* **EXERCISE BRIEF**
Exactly as written, please set down all of the entries again, with no pictures.

[RAW DATA Boundary: Start]

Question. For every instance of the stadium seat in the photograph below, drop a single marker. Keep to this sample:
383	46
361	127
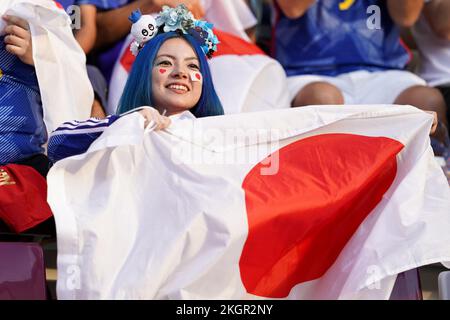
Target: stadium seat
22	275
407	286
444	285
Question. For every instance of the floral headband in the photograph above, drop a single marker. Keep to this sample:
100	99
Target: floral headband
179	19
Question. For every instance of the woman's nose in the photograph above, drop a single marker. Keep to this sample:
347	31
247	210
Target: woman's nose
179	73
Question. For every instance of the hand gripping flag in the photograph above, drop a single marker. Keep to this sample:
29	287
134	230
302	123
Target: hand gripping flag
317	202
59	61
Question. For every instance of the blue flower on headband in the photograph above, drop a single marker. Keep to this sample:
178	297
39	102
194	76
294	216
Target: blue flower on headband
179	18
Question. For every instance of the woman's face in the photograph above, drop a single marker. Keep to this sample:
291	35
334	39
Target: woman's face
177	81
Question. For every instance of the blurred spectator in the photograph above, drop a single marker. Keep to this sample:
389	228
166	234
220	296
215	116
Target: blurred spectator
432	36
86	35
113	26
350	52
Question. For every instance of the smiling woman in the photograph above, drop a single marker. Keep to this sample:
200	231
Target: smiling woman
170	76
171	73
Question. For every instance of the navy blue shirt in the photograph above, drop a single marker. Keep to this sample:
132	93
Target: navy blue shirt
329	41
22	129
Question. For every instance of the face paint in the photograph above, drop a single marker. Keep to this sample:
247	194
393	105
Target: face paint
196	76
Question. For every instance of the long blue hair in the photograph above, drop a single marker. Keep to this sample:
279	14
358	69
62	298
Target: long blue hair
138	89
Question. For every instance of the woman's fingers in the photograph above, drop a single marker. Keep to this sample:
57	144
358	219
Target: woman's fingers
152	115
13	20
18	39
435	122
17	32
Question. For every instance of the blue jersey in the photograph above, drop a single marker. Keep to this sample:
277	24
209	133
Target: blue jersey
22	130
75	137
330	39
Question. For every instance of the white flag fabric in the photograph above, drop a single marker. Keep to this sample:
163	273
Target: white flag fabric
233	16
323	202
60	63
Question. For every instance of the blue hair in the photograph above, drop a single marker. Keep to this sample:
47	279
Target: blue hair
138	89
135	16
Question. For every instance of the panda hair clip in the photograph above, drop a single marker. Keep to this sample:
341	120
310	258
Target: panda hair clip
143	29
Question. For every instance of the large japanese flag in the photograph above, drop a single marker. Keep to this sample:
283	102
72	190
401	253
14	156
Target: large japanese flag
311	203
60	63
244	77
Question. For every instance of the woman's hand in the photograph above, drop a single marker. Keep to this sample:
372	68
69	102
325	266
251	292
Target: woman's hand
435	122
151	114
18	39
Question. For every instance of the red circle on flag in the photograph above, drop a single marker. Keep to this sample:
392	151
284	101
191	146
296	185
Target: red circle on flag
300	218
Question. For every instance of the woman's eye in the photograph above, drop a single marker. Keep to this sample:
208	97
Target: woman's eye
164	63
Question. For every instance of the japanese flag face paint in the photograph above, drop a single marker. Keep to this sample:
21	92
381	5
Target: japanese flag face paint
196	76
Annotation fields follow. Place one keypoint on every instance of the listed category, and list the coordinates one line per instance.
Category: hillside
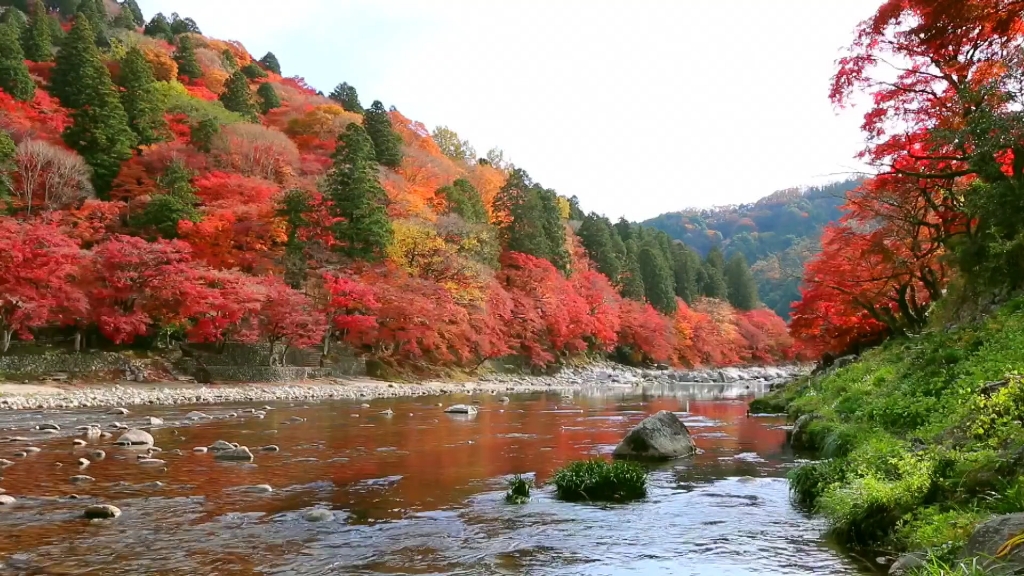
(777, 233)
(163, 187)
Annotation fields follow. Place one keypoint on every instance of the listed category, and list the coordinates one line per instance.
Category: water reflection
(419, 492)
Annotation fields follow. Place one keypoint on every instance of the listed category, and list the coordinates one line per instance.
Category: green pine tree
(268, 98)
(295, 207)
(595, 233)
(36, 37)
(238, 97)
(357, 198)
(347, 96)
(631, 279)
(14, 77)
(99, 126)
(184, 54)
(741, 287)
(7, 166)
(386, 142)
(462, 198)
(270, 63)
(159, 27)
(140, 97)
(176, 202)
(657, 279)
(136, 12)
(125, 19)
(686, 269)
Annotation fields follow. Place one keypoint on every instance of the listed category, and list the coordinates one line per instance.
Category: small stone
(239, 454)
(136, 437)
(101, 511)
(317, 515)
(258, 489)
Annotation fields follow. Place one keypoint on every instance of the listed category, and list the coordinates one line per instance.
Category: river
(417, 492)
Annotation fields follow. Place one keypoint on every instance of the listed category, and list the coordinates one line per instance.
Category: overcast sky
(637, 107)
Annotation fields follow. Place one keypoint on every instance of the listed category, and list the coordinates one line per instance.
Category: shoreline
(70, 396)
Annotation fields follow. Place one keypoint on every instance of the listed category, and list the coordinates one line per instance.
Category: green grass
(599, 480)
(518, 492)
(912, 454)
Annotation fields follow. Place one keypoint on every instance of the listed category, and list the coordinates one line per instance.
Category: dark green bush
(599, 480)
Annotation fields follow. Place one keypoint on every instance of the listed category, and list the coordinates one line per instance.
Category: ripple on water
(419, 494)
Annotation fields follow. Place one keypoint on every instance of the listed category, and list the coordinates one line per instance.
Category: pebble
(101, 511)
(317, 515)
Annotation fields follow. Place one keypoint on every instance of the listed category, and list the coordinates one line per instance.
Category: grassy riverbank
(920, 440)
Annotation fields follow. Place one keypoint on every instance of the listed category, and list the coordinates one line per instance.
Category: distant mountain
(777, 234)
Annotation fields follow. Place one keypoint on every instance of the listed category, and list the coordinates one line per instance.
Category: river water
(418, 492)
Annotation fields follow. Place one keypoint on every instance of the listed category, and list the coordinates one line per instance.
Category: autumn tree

[RAW DATA Boundary: End]

* **OUTPUT FOR THIS EXERCISE**
Question. For every instance of the stadium seat in the photograph below, drop a single marker. Keep to this sample:
383	46
361	127
Target: stadium seat
22	275
407	286
444	285
Question. For every instance of the floral headband in the photograph above, drop a single marker. Keep to this sample:
100	99
Target: floral headband
179	19
Question. For every instance of the woman's nose in the photograph above, drop a single marker. Keep to this sample:
347	31
247	210
Target: woman's nose
179	73
Question. For every instance of the hand gripping flag in the photograph above, drop a single marker. Keep to this sample:
29	287
134	230
302	123
Target: hand gripping flag
317	202
59	61
Question. For every instance of the blue flower on headband in the photograph above, drop a single marker. Keep to this sample:
178	297
39	102
194	76
294	216
Target: blue flower on headband
179	18
Question. For every instance of the woman's face in the photograph above, drop a single marker. Keep to this sample:
291	35
334	39
Target: woman's face
177	81
Question. For every instance of the blurred spectator in the photograph above, drop a single marker. Keep to this sample:
389	228
166	234
220	296
215	116
Target: blurred spectator
432	36
86	35
113	26
350	52
Question. For every instance of the smiling woman in the photograph above, drop a single marker. Keep to this sample:
200	231
Target: smiling woman
170	76
171	73
Question. For every instance of the navy blue shirt in the photograph above, drop a single marker. Keep to this sample:
132	93
Target: navy blue shirt
329	41
22	129
Question. For every instance of the face paint in the photograph above, drop a single marker. Keep to this sample:
247	194
393	105
Target: face paint
196	76
Question. For every instance of the long blue hair in the photograph above, drop a single marker. Keep to this sample:
279	14
358	69
62	298
Target: long blue hair
138	89
Question. For every instance of the woman's fingers in the photograph above, drop a single marker. Keep to this sample:
57	144
358	219
Target: woman's fingers
152	115
13	20
18	39
435	122
17	32
Question. For every instance of the blue jersey in the photograph above, drop a single marker. Keep to this sample:
277	24
209	133
Target: blue jersey
22	130
75	137
330	39
Question. For every instance of the white flag fabric in the photograph above, drop a single marker. Keep to this sample:
163	273
Target: white flag fabric
233	16
323	202
60	63
Question. For every instance of the blue hair in the photograph above, drop a single marker. Keep to this sample:
47	279
Target: blue hair
138	89
135	16
Question. For every instance of the panda hair clip in the photograph above, drop a single marker. Keep to this sample:
341	120
310	258
Target: panda hair clip
143	29
Question. For every instance of the large japanese flag in the photograph above, drop a single marker. Keep to this sample:
283	102
72	190
401	253
14	156
Target: large japanese flag
311	203
60	63
244	77
Question. For every instance of the woman's hand in the photograph above, drop a single marker. Keep to this sample:
372	68
69	102
325	266
251	292
Target: woman's hand
435	122
151	114
18	39
Question. For every instance of the red circle on flag in the photograph above, drop a single marker. Keep to this sample:
392	151
284	101
191	146
296	185
Target: red circle on flag
300	218
Question. For every instance of the woman's eye in the photograph above, drop a single marker. Keep to this sample:
208	97
Target: woman's eye
164	63
Question. For every instance of the japanese flag face paint in the photograph above, drop a single marker. Keep to this sample:
21	92
381	5
Target: japanese flag face paint
196	76
Annotation fields follow. Place one keypoint on every instance of the listed category, and list the coordinates one line per instance.
Category: hillside
(777, 233)
(163, 187)
Annotation fields follow. Place one keypoint on every instance of the listed category, and list the coordinates one line per instance.
Category: water reflection
(419, 492)
Annotation fields follow. Place one keypoint on every instance of the listed category, and list the coordinates one line per instance.
Category: green pine tree
(268, 98)
(295, 207)
(595, 233)
(36, 37)
(238, 97)
(357, 198)
(347, 96)
(631, 279)
(14, 77)
(99, 126)
(184, 54)
(741, 287)
(7, 166)
(386, 142)
(462, 198)
(270, 63)
(159, 27)
(140, 97)
(176, 202)
(657, 279)
(136, 12)
(125, 19)
(686, 269)
Annotation fields follow. Place one keypoint on every instance of the listed category, and list the coordinates one line per instance.
Category: small stone
(239, 454)
(136, 437)
(101, 511)
(317, 515)
(258, 489)
Annotation fields follow. Place one keypoint on every instance of the listed category, and list the coordinates one line per instance.
Category: river
(417, 492)
Annotation fields follow. Place one keypoint on every instance of the listed category, and list the coordinates one line per instance.
Category: overcast sky
(637, 107)
Annotation fields follow. Place one keypoint on every instance of the listed category, and list the coordinates one line per instance.
Category: shoreline
(70, 396)
Annotation fields follow. Place one keypoint on every instance of the listed category, and list the coordinates one line per instance.
Category: green grass
(599, 480)
(518, 492)
(912, 454)
Annotation fields follow. Place one keypoint on every instance of the listed category, and list the coordinates one line per instance.
Category: dark green bush
(599, 480)
Annotation fields follow. Place one keypoint on every instance of the listed category, and list the coordinates one line per instance.
Category: ripple on water
(419, 494)
Annotation fields follow. Place one keypoint on every instance of the listed category, and list the coordinates one line per instance.
Category: pebble
(101, 511)
(317, 515)
Annotation fields follow. Place one keypoint on every instance of the listed category, and list the coordinates one line per instance.
Category: grassy riverbank
(920, 440)
Annotation fields follow. Place one keypoint on every instance of the listed category, and list the coordinates one line per instance.
Category: distant mountain
(777, 234)
Annotation fields follow. Place one keypoint on every instance of the listed category, and list the coordinates one line per instance.
Category: river water
(418, 492)
Annotation fields follow. Place one keypoint on every instance of the listed category, and list the coordinates one line per instance.
Category: autumn tree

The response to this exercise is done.